* Begin Provided information *

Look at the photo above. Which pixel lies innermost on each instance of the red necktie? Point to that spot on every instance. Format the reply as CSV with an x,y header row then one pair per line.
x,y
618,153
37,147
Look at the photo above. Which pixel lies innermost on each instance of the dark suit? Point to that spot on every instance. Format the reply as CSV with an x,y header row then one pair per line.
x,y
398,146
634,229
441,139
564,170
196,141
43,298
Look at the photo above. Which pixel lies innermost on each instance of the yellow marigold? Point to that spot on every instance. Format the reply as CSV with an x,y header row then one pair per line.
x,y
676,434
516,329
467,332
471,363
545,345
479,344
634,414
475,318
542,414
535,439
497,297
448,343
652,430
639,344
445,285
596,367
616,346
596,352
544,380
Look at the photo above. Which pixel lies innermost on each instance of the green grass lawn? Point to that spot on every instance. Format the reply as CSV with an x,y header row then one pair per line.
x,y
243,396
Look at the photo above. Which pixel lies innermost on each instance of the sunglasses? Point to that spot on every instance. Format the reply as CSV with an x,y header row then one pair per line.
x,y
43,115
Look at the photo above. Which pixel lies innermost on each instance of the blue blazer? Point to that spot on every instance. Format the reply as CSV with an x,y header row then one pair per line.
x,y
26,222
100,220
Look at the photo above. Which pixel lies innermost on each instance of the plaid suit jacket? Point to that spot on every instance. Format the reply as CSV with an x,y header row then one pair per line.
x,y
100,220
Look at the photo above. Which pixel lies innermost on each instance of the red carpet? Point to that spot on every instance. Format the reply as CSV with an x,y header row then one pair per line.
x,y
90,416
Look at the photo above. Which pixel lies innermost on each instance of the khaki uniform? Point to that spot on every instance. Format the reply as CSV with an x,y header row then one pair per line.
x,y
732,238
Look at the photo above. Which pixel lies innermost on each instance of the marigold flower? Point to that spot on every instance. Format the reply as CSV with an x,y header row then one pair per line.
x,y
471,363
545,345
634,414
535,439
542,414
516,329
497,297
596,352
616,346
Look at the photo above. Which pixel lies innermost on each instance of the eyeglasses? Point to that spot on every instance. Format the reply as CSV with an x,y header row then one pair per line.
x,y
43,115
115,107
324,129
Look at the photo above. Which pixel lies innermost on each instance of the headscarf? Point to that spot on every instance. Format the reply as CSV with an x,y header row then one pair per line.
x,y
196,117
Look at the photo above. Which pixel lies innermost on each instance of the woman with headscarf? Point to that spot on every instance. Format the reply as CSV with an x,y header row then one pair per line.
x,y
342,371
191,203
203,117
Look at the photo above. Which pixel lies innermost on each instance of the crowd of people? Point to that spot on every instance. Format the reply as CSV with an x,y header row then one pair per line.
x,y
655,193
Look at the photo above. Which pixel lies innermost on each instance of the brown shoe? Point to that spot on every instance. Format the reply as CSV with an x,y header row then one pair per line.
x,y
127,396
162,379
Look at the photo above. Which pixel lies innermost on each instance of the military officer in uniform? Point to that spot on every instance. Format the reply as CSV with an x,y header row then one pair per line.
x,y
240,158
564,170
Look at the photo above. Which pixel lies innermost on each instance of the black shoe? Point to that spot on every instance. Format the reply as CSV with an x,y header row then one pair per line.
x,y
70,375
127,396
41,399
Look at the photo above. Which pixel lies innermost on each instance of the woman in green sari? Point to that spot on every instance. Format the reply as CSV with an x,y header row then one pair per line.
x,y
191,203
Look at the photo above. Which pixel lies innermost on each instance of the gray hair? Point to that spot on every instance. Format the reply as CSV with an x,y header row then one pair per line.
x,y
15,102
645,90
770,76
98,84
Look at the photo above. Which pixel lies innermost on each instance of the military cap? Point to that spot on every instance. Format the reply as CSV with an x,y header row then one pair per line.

* End Provided information *

Return every line of the material exactly.

**Full output**
Look at the photo above. Which pixel lies innermost on each instance of the red necktie? Point to that spot on every instance. Format the reply as CSV with an x,y header row then one pair per line.
x,y
618,153
37,147
Look at the photo above. Which pixel lies innermost on each instance of the dark suit? Point to that spot on every instance. Format the reply as CSV with an x,y header row then one pair per line.
x,y
398,146
634,229
441,139
564,170
196,141
43,298
Look at the photo above. Which pixel lies innermost on each instance of the yellow marigold? Point to that spot on every instance. Format the reply as CSV with an x,y header row then one pair per line.
x,y
676,434
516,329
467,332
471,363
545,345
479,344
634,414
475,318
542,414
535,439
497,297
448,343
652,430
639,344
445,285
596,367
616,346
596,352
544,380
Look at the photo above. Which pixel lies innermost on each instance of the green grass lawn? Point to that spot on every instance. Format the reply as CSV with an x,y header row then one pair per line.
x,y
243,396
Look at the photo above. Which pixel lies innermost on each instance of the sunglasses? Point to that spot on every instance. Format the reply as CSV with an x,y header row then one pair per line.
x,y
43,115
Look at the photo above. Which pixel lies innermost on each instance of the blue blazer? Point to that spot on every instance. Format the reply as CSV with an x,y header row then one pair per line.
x,y
26,222
100,220
Look at the photo above. Which pixel lies innermost on each instance of the plaid suit jacket? Point to that spot on every instance. Format the reply as CSV with an x,y header row then one pair per line.
x,y
100,220
Look at the photo above. Which pixel lies innermost on each instance of the red carpet? Point to that spot on every instance. Format the reply as CSV with an x,y header row then one pair per line.
x,y
90,416
Look at the photo above. Which pixel lies innermost on each instance of the khaki uniform? Point to that spot on every instance. Format the reply as CSV with an x,y header row then one pair per line.
x,y
732,238
Look at the photo above. Which pixel lies innermost on each instance of the marigold flower? Point to that spot on every instance. Format the reply as CSV with an x,y header row then one pair per line.
x,y
471,363
545,345
634,414
535,439
542,414
516,329
497,297
596,352
616,346
Look at the photo above. Which pixel lies innermost on each instance of the eyeglasses? Point to that spot on every instance. Format the reply as CSV with an x,y header row then one pair per line.
x,y
43,115
115,107
324,129
Look at the photo above. Which pixel lies innermost on each instance of the headscarf? Point to that spot on every instance. Format the reply as CSV with an x,y header row then one pair per line.
x,y
196,117
Look at the photo above. Which pixel lies innermost on each instance of the woman with headscarf? Point to that spot on every instance. Format the reply as CSV with an x,y header row then one pair per line.
x,y
342,371
191,203
203,117
Look at the photo above. Which pixel lies innermost on each instance of the crowd of people? Point to that spot on every instance. Format the reply as CSV with an x,y header row then one pair per line.
x,y
655,193
Look at the photo above. Which pixel lies innermost on each instance of the brown shoe? Point to that spot on every instance. Format the reply as CSV with an x,y header row then one pair per line.
x,y
127,396
162,379
Look at the photo above. Which pixel lies innermost on each instance of the military officer in uniform? Point to that spot on every instance. Format the reply as CSV with an x,y header row then one pair per line.
x,y
240,158
564,170
Look at the photo above. Which pixel lies innermost on each instance of the black shoe? Point to that spot on every instance. Format the reply as CSV with an x,y header row then one pair per line.
x,y
70,375
127,396
41,399
Look at the photo above. Which pixel lies innermost on each instance of the woman in green sari? Point to that spot on every instance. Format the reply as CSV with an x,y header row then one pair per line.
x,y
191,203
Look at the photo above. Which pixel lies innermost on each instance of the gray hair? Point to that spot on every instance. Format the reply as CSV with an x,y header row then one pair per line.
x,y
15,102
645,90
770,76
98,84
Look at the photo above. Which pixel lies innermost on each instance of the military cap? Point to that spot on every instance. Format the reply as CSV with an x,y header row then one pair per line.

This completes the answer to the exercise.